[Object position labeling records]
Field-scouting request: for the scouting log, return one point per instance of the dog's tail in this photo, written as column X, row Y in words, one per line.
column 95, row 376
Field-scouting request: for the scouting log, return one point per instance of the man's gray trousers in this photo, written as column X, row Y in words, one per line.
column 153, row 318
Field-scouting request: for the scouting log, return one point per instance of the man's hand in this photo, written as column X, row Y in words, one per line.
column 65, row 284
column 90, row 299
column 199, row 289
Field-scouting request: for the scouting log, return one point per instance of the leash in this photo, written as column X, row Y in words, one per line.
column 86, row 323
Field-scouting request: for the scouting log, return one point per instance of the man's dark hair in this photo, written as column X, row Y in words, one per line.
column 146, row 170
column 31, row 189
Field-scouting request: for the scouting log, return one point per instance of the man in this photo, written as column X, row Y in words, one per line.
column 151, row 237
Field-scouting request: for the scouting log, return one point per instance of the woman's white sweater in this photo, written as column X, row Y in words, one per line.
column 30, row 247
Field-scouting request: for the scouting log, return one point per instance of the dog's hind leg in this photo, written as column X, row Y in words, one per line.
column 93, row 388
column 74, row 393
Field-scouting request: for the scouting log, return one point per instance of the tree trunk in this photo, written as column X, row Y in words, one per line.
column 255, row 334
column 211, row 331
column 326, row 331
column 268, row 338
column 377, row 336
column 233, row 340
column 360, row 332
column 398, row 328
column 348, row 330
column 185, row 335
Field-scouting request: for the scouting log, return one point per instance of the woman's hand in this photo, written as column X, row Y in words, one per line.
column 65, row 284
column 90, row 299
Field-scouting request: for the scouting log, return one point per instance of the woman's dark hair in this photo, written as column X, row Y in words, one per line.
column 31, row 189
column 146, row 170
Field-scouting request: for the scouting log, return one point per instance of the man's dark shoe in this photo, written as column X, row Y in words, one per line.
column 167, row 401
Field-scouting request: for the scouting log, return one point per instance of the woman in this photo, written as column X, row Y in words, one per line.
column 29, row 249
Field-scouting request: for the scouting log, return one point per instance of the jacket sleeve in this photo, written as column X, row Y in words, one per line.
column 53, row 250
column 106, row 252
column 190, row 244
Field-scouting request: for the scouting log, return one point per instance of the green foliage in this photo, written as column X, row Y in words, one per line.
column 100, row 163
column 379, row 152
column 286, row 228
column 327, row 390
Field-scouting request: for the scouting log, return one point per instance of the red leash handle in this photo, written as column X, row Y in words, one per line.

■ **Given problem**
Convert every line of the records above into a numbered list and leave out any blank lines.

■ **Exercise response**
1. Field-scouting request: for the scouting log, return one point per instance of the dog's tail in this photo, written as column X, row Y in words, one per line.
2. column 95, row 376
3. Field-scouting request: for the scouting log, return one point per instance of the man's gray trousers in this photo, written as column X, row Y in words, one per line.
4. column 153, row 318
5. Field-scouting request: for the scouting log, return one point per instance of the man's hand in this photo, written as column X, row Y in words, one per line.
6. column 65, row 284
7. column 90, row 299
8. column 199, row 289
9. Field-scouting request: for the scouting log, return one point per instance of the leash in this photo, written as column X, row Y in words, one per line.
10. column 86, row 323
11. Field-scouting request: for the scouting log, return one point per instance of the man's dark hair in this photo, written as column X, row Y in words, one per line.
12. column 146, row 170
13. column 31, row 189
14. Field-scouting request: for the scouting log, return one point per instance of the man in this photo, written as column X, row Y in words, one per line.
15. column 151, row 237
16. Field-scouting request: for the scouting log, return one point per instance of the woman's white sweater in this photo, written as column X, row Y in words, one per line.
17. column 30, row 247
18. Field-scouting request: for the scouting log, return one point per instance of the dog's hind leg in this photo, written as column X, row Y in words, one per line.
19. column 93, row 388
20. column 74, row 393
21. Field-scouting request: for the scouting log, return one point per instance of the tree trunk in this photo, written as column X, row Y in words, one per line.
22. column 255, row 334
23. column 211, row 331
24. column 326, row 331
25. column 268, row 338
26. column 377, row 336
27. column 233, row 340
28. column 360, row 332
29. column 398, row 328
30. column 348, row 330
31. column 185, row 335
32. Field-scouting request: for the scouting log, return one point per instance of the woman's hand in this photo, written as column X, row Y in words, one per line.
33. column 65, row 284
34. column 90, row 299
35. Field-scouting request: for the scouting log, return one point per instance of the woman's dark hair in this photo, written as column X, row Y in words, one per line.
36. column 31, row 189
37. column 146, row 170
38. Field-scouting request: for the scouting log, return one point per instance of the man's dark shoe in this photo, written as column X, row Y in words, one per line.
39. column 167, row 401
40. Field-scouting request: for the scouting log, return one point per instance of the woman in this photo, written as column X, row Y in words, one per line.
41. column 29, row 249
42. Field-scouting request: for the scouting log, return one point per instance of the jacket sleeve in this photo, written as column X, row Y in words, one per line.
43. column 53, row 250
44. column 106, row 252
45. column 190, row 244
46. Field-scouting request: for the scouting log, return one point per instance of the green foliage in this photo, written as column X, row Y in words, one per line.
47. column 100, row 163
48. column 379, row 152
49. column 286, row 228
50. column 327, row 390
51. Field-scouting request: for the scouting log, return one point per instance of the red leash handle in this photo, written as column X, row Y in words, one per line.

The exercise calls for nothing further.